===== Entries supplied =====

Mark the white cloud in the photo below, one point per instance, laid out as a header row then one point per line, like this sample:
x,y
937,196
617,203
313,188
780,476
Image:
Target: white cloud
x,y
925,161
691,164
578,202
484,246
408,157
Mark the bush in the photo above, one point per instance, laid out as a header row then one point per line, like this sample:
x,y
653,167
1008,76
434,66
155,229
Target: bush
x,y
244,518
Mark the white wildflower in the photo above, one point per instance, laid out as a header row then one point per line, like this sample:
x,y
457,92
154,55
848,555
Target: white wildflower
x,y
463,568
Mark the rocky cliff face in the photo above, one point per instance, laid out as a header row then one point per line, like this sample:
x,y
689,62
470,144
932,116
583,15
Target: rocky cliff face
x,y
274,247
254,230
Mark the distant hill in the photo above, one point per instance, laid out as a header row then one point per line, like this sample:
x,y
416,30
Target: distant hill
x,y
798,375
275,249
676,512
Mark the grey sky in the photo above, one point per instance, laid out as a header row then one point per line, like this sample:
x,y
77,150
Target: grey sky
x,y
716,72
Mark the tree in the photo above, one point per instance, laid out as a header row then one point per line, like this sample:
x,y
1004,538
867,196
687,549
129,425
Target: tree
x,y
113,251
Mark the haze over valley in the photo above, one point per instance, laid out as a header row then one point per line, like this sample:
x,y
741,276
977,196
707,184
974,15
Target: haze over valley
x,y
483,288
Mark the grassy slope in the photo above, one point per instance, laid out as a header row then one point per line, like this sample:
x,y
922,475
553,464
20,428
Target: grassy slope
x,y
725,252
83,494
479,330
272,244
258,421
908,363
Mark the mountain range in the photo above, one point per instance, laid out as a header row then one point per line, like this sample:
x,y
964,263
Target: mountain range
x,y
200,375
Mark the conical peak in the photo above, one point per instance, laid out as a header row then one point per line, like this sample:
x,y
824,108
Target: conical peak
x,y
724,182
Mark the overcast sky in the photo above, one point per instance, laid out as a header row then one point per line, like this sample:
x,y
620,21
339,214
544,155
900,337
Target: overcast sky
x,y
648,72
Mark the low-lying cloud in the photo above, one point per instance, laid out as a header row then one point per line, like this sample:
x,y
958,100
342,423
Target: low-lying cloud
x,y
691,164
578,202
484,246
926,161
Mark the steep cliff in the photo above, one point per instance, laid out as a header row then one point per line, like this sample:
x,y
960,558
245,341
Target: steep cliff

=====

> **Task brief**
Copy out the records from the line with "Mark the low-lying" through the end of the records, requests included. In the answers only, multiply each x and y coordinate by 0.55 and round to a whole number, rounding halves up; leave the numbers in the requests and their sample lists unchanged.

> **The completed task**
Mark the low-lying cloud in the photo above, one point per instance, laid out as a header row then one point per line, like this sample:
x,y
958,100
342,423
Target: low-lying cloud
x,y
380,90
318,111
266,135
509,89
Mark the steep cliff in the photo above, one point per instance, laid out as a header row then one point per line, like this sample:
x,y
960,558
245,341
Target: steep cliff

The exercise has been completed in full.